- _Goals_
1 – Reproduce the Perth dining guide starting at "Other suburbs with" and ending at "the $3 million renovation.", swapping "seafood" for "shellfish".
2 – Extend the Perth dining guide with new material that follows on from its final sentence.
[Start Passage given]
Claremont is a suburb which is also located along the Fremantle railway line (or a short drive away) and it is here that you will find some good restaurants as well (including authentic Italian).
Mount Lawley and Highgate Centered around Beaufort Street, this bohemian suburb includes some of Perth's edgier bars, restaurants, pubs, cafes and clothing shops. Mount Lawley and Highgate provides the heartbeat of Perth's gay and artistic communities and as such, you might find yourself spending a lot of time browsing around Planet Video and Books or any one of the several fashion boutiques, before you unwind at either The Queens or The Flying Scotsman pubs (which mark the start and finishing points of the restaurant/cafe strip respectively if you are heading North from the city). If you want to splurge, try The Must Wine Bar. Try GoGo's Indian for a real spicy treat. If you're from the UK, they'll even do curry and chips for you upon request!
The Swan Valley, especially along West Swan Road contains various wineries and restaurants with stunning views over the vineyards. Particularly good are The Black Swan Cafe, Duckstein Brewery, Elmar's and The Mallard Duck Cafe.
Some of Perth's classier restaurants can be found in the Claisbrook Cove area of East Perth. The street arrangement within this area can be quite confusing, so consult a map before you leave. It is worth noting that Perth is a friendly and approchable city in general and as such, locals are only too happy to provide directions.
Other suburbs with good dining include:
- South Perth,
- Victoria Park (some of the best Asian cuisine can be found here),
- Leederville (lovers of seafood or fish & chips should check out the Kalis Bros. restaurant or Sweetlips fish & chips) and
Some specific options include:
- Yú Restaurant, Burswood International Resort Casino (Burswood, Casino side), for reservations call (08) 9362 7551, . Fine dining and check out the $3 million renovation.
- CBD. "Cafe at the Hyatt", a buffet restaurant at the Hyatt Regency. This is a fairly upmarket buffet, in a very very nice location. One of the more expensive restaurants in Perth; $40 a head is the going rate (plus drinks)
[End Passage given]
[Start Material]
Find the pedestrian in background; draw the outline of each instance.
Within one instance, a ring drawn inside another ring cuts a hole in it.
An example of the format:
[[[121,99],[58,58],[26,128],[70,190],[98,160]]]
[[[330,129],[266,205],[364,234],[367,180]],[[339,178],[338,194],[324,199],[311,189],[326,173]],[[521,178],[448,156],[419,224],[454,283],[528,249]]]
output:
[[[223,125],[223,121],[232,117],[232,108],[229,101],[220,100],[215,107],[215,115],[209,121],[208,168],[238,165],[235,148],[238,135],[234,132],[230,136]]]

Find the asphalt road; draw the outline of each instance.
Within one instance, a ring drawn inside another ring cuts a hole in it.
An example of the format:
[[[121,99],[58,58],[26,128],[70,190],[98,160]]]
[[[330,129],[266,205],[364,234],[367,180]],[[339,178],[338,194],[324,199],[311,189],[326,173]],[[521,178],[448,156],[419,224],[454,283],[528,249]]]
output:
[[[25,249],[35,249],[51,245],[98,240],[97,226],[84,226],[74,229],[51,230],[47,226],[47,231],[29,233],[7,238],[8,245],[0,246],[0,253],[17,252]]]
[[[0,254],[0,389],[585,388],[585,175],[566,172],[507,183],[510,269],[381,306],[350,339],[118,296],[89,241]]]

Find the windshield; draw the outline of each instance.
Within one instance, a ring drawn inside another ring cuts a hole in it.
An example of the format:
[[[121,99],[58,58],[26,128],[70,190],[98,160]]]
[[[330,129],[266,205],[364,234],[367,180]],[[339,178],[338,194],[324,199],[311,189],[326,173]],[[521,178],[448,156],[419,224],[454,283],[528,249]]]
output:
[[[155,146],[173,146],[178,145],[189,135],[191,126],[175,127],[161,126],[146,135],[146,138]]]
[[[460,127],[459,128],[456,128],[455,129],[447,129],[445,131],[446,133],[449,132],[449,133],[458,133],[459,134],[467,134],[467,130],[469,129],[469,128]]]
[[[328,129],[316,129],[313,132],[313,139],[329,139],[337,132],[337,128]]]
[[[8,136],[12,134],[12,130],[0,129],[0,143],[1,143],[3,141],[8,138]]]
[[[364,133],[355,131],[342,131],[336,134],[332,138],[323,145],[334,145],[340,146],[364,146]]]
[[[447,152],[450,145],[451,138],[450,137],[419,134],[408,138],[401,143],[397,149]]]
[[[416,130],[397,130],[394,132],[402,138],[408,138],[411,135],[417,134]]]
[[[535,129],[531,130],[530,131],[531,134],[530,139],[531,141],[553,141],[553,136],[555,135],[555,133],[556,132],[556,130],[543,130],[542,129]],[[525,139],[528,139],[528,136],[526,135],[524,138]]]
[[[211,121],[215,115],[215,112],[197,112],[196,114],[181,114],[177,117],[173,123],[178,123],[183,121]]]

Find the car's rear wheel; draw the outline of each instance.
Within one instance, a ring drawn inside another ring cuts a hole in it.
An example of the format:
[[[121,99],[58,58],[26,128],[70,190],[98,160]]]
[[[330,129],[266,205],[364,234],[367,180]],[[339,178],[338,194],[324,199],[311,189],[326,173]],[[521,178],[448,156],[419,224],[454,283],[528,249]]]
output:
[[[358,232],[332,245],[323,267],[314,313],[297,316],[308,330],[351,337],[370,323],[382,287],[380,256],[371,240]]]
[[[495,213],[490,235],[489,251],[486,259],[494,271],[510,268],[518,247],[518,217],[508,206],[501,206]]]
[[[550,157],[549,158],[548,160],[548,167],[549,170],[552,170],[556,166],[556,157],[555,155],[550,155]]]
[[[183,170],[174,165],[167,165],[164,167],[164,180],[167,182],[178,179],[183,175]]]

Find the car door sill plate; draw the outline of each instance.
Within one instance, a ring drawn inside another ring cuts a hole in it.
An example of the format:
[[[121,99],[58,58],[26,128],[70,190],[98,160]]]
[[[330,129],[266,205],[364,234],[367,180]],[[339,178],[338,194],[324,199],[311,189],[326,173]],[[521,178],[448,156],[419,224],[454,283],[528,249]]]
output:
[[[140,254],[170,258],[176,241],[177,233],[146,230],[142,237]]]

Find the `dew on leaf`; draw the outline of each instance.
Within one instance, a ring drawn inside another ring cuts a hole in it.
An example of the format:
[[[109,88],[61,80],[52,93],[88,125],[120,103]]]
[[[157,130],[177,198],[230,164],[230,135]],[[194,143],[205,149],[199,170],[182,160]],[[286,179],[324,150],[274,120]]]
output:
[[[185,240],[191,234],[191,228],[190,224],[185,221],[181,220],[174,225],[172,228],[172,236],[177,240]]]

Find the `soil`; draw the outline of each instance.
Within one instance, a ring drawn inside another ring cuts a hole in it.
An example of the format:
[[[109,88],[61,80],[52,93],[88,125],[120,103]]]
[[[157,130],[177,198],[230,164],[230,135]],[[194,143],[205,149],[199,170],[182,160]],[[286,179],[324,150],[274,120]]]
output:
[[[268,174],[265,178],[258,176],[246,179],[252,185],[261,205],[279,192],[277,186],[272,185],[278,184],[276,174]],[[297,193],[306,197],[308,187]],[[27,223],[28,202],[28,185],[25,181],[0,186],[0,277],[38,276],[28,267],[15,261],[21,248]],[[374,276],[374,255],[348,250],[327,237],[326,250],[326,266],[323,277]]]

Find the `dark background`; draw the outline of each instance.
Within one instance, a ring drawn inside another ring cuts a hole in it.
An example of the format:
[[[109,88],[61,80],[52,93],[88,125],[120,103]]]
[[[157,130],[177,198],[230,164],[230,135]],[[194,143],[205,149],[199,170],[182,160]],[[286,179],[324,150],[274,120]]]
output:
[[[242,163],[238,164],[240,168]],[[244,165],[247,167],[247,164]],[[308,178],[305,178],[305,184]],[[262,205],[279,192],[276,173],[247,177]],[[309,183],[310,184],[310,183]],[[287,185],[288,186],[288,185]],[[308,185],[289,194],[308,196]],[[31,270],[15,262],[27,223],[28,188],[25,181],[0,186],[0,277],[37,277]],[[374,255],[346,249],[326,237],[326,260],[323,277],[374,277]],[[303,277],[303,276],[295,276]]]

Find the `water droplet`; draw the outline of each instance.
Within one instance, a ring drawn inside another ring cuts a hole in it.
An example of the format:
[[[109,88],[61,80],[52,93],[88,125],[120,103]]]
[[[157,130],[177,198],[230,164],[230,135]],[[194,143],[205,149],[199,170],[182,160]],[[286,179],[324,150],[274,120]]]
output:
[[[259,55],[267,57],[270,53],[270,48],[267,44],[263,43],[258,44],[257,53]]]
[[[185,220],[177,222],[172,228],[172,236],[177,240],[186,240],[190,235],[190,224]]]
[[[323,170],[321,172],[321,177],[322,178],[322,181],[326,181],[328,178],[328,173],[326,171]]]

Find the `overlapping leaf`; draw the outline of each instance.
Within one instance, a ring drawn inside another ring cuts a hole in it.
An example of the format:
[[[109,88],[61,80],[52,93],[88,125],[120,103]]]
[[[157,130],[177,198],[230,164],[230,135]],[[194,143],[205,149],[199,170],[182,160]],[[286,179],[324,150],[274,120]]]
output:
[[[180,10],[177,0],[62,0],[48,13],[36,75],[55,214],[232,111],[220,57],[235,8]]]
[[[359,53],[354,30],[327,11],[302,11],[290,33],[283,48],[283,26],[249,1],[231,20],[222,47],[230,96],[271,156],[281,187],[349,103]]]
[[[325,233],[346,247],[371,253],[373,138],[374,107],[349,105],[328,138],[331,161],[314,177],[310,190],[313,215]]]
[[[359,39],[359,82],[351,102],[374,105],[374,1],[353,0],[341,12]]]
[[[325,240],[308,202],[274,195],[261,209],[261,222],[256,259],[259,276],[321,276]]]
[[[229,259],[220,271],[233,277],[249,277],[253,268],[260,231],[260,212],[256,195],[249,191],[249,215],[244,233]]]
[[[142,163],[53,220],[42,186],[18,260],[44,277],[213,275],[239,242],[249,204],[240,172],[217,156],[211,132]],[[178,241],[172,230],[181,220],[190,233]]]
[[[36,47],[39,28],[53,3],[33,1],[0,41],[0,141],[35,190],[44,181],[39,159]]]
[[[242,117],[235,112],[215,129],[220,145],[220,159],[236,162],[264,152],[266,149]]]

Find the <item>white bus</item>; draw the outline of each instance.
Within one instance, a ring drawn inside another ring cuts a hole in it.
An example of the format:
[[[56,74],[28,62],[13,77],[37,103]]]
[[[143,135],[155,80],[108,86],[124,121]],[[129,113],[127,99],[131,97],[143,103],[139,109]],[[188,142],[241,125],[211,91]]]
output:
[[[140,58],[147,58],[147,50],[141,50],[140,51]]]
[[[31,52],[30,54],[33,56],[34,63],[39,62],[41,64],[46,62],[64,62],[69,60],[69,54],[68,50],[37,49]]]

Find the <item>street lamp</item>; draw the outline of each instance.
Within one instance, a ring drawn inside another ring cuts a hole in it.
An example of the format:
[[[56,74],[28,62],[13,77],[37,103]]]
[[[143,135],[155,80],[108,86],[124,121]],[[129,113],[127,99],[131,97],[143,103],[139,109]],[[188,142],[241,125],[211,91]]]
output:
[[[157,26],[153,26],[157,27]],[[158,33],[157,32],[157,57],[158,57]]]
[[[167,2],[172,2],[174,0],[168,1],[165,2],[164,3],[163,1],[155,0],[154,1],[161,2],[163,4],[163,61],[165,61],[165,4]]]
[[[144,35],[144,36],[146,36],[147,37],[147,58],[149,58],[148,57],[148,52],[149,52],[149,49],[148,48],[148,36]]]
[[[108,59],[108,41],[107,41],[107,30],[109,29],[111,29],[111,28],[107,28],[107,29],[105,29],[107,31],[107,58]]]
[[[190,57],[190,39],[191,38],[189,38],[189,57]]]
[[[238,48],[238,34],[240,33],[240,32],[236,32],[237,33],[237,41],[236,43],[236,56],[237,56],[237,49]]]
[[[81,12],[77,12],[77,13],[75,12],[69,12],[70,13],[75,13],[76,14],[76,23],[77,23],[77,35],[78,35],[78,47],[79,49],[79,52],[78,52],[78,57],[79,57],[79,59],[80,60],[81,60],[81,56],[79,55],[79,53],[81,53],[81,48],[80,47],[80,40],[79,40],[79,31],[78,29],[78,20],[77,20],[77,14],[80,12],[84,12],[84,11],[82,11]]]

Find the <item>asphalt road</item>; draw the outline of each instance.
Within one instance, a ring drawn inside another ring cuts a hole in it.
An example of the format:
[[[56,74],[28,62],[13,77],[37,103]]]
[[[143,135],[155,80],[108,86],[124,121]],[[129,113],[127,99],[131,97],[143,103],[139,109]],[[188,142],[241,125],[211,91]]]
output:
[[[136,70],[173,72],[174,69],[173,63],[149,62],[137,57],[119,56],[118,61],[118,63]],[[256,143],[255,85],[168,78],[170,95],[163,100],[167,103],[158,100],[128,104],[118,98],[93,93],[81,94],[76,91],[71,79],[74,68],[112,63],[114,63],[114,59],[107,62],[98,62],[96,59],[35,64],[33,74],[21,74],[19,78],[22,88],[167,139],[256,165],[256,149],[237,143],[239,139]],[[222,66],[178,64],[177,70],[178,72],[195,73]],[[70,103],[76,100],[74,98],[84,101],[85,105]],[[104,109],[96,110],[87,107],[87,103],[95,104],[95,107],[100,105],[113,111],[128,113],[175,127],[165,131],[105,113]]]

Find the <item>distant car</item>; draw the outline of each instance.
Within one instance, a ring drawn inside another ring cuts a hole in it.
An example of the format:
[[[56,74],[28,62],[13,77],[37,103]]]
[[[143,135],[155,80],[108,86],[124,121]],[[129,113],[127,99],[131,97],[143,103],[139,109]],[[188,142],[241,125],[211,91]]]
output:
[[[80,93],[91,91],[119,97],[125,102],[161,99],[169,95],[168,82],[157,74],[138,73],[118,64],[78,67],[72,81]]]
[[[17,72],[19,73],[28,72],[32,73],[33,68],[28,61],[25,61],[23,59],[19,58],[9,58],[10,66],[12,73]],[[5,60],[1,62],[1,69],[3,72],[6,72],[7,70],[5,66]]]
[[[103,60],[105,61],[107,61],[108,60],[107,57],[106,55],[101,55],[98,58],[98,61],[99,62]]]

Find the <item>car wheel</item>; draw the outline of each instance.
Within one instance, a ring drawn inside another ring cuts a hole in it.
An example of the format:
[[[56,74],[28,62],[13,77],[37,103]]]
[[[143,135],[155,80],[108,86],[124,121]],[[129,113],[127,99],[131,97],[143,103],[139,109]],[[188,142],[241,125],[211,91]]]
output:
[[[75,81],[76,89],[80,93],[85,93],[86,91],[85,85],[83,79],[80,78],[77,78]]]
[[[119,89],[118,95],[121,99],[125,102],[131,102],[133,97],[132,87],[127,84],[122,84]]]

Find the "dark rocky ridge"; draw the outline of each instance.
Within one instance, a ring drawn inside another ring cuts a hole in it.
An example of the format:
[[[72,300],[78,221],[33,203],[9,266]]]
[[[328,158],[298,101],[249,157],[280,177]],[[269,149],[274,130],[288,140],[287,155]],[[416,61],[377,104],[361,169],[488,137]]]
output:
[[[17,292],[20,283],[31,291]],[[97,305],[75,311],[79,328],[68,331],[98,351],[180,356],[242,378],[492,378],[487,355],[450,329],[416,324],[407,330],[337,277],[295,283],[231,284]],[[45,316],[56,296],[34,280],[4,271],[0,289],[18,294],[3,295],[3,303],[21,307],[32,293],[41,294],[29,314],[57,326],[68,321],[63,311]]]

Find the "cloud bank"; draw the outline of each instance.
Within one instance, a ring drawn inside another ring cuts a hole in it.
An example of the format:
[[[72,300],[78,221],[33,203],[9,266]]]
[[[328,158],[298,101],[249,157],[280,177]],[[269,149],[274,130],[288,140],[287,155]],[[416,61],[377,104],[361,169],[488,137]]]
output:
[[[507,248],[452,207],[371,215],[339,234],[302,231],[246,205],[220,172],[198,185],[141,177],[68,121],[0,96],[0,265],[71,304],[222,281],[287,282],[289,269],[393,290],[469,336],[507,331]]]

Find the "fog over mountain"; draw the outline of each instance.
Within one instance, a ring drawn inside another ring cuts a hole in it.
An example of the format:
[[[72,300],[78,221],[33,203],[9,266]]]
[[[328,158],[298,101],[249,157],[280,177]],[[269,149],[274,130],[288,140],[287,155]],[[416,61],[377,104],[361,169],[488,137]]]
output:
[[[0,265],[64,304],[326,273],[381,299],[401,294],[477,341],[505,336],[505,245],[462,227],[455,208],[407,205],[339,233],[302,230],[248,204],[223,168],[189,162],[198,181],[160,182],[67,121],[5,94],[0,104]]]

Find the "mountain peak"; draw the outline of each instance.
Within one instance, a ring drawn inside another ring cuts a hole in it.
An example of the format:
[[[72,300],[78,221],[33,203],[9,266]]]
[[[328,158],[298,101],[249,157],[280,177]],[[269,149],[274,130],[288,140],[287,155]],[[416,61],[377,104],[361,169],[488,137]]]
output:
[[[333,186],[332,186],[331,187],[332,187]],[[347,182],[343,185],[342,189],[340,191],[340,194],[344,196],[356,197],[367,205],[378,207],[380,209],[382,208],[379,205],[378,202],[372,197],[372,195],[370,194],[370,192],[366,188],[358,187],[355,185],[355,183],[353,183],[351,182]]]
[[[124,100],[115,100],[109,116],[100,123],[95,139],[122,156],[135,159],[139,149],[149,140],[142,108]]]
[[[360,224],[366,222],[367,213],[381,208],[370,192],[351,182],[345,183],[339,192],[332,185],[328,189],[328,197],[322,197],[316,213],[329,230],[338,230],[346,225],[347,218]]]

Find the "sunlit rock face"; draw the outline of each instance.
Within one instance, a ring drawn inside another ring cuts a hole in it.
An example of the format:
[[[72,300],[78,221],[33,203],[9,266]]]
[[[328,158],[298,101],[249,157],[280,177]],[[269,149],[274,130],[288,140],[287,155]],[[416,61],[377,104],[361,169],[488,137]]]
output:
[End Material]
- _Replies_
1 –
Other suburbs with good dining include:
- South Perth,
- Victoria Park (some of the best Asian cuisine can be found here),
- Leederville (lovers of shellfish or fish & chips should check out the Kalis Bros. restaurant or Sweetlips fish & chips) and
Some specific options include:
- Yú Restaurant, Burswood International Resort Casino (Burswood, Casino side), for reservations call (08) 9362 7551, . Fine dining and check out the $3 million renovation.

2 –
- Blue Duck Cafe (on the coast). Features a lovely ocean view.
- C Restaurant Lounge, St Martins Tower Level 33/ 44 ( top of the AAPT building, or St Martin's Tower), (08) 9220 8333, . Has amazing views of the entire city including Kings Park. The food is good but the view is most definitely the defining feature.
- King Street Cafe, 44 King St, (08) 9321 4476.
- CBD Restaurant & Bar 815 Hay St (bottom of the Rydges Hotel), (08) 9263 1859.
- Perugino Restaurant, 77 Outram St, (08) 9321 5420.
- Subiaco Hotel, 465 Hay St (Subiaco), (08) 9381 3069, . Worth a visit.
- Chutney Mary's Indian Restaurant, 67 Rokeby Rd (Subiaco), (08) 9381 2099. Arguably the best Indian food in town.
- Bellissimo Restaurant, Bay View Terrace (Claremont), (08) 9385 35883. Worth a shot for some good Italian.
- Deco @ The Raffles, Cnr Canningbeach Road and Canning Highway (Applecross), (08) 9314 9000. The recently renovated Raffles Hotel consists of a bar downstairs and a fine-dining restaurant upstairs. New to the Perth scene but outstanding reviews, and delightful food.
- Pronto Restaurant, 16 Bay View Terrace (Claremont, opposite Bellissimo), (08) 9284 6090.
- Taka, 150 Barrack St (Perth, on Barrack and Wellington St, and in Shafto Lane between Barrack and Wellington. Also in the Old Shanghai Foodhall in Fremantle), (08) 9221 4771. Extremely cheap Japanese food.
- Lava Stonegrill, 155 Walcott St (Mount Lawley), (08) 9328 6669.
- King Street Cafe, King St (City) - is in an old warehouse and does a mean breakfast with good coffee.
- Annalakshmi, on the Swan River (City/East Perth)- pay as you like vegetarian Indian food run by volunteers. Though please pay reasonably as the restaurant is on prime real estate.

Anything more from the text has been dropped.